# kl5m led miner lamp from wisdom



## crislight01 (May 11, 2007)

hello,

has anyone tried this lamp? what are your thoughts on it?
thanks


----------



## hank (May 11, 2007)

Never heard of it before. Why do you ask?

Google turned up this:

new wisdom,Stationery,Office Supplies,Gift,Toys,cap lamp,mining ...
New wisdom Miner's lamp >>. LED miner's lamp (LED cap lamp, LED safety lamp) NEW (2006-12) New KL5M is produced under production technical of compliance ...
www.n-wisdom.com/

and

feedback new wisdom,LED safety lamp,mineral lamp,cap lamp,miner's ...
LED lamp,mineral lamp,cap lamp,miners' lamp,coal mines lamps,coal miner lamps,Li-ion ... FAX:86-755-83906115 EMAIL: [email protected] [email protected] ...
www.caplamp.org/feedback.htm 

and

site map,LED safety lamps,mineral lamp,cap lamps,miner's lamps ...
NEW WISDOM Miner's lamp booklet(950k); NEW WISDOM KL5M LED Miner's lamp booklet(380k); NEW WISDOM KL8M Double filaments cap lamp booklet(450k); NEW WISDOM ...
www.minerlamp.org/site_map.htm 

No mention of it in any actual mining or caving contexts though.


----------



## uk_caver (May 11, 2007)

It looks rather like the light that's been on sale for a year or so at:
http://www.ledcavinglamp.co.uk/

It seems to have had favourable reviews from testers/users on UKcaving. I haven't heard any complaints about units failing, but I don't know how many are actually being sold.

*Listing*.
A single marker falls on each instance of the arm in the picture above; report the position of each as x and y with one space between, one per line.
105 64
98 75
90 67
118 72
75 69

*To do*.
a - From the thread about the KL5M LED miner lamp, extract everything from "New wisdom Miner's lamp >>." down to "[email protected] [email protected] ...".
b - Continue the forum thread on the KL5M LED miner lamp from where it stops.

*Answers for the exercise*.
a -
New wisdom Miner's lamp >>. LED miner's lamp (LED cap lamp, LED safety lamp) NEW (2006-12) New KL5M is produced under production technical of compliance ...
www.n-wisdom.com/

and

feedback new wisdom,LED safety lamp,mineral lamp,cap lamp,miner's ...
LED lamp,mineral lamp,cap lamp,miners' lamp,coal mines lamps,coal miner lamps,Li-ion ... FAX:86-755-83906115 EMAIL: [email protected] [email protected] ...

b -
Doing a beam comparison with one of my home-made lights in their previous (1W Luxeon) incarnation, the main beam had a similar tight spot beam, (something like 6-8 degrees full angle with a fairly sharp fall-off), and equivalent brightness. However, the links indicate that the 'new' version of the light has a higher-power LED in, though it still looks like it might be running at a single power.

I seem to remember some people reckoning that mounting the battery pack upside down on a belt results in it twisting less - other larger waist-mounted battery packs tend to be heavy, and so don't get moved around as much by the cable as this light seems to. I haven't worn one of these lights, so I couldn't add much there.

Being unable to swap batteries means it's a no-no for expedition or extended (camping?) trips.
I can understand that if the overwhelmingly main market is actual miners, belt mount is better for that situation, but a not-infrequent opinion seemed to be that a head-mounted battery version would do rather better for cavers.
Personally, having helped many people move from waist-mount systems to head-mount, many have commented how much better head-mount is, and I'm not sure any have said they'd prefer to use a waist pack.


----------



## crislight01 (May 11, 2007)

thank you for the info, do you know about any online review of this lamp. is a lamp like this more powerfull than a BD icon or an APEX? their actual kl5m model is 3000-6000Lux (distance in 1m).


----------



## uk_caver (May 11, 2007)

The new (presumably Cree/Seoul or similar?) model might not have been out long enough to get much reviewing done.
If the beamshape is similar to the old model, using a large-ish reflector to give a spot beam, the spot beam will likely be rather tighter than optics-based lights or lights with small reflectors, and will probably have a more defined edge. Spill is just going to be whatever misses the reflector, and so will depend on the natural spread of the naked LED.
It seems like the main LED is run at ~1Watt, and if it's like the old light, the pilot ('accessory light') setting is a few smaller LEDs run at lower power rather than the main beam run at reduced power.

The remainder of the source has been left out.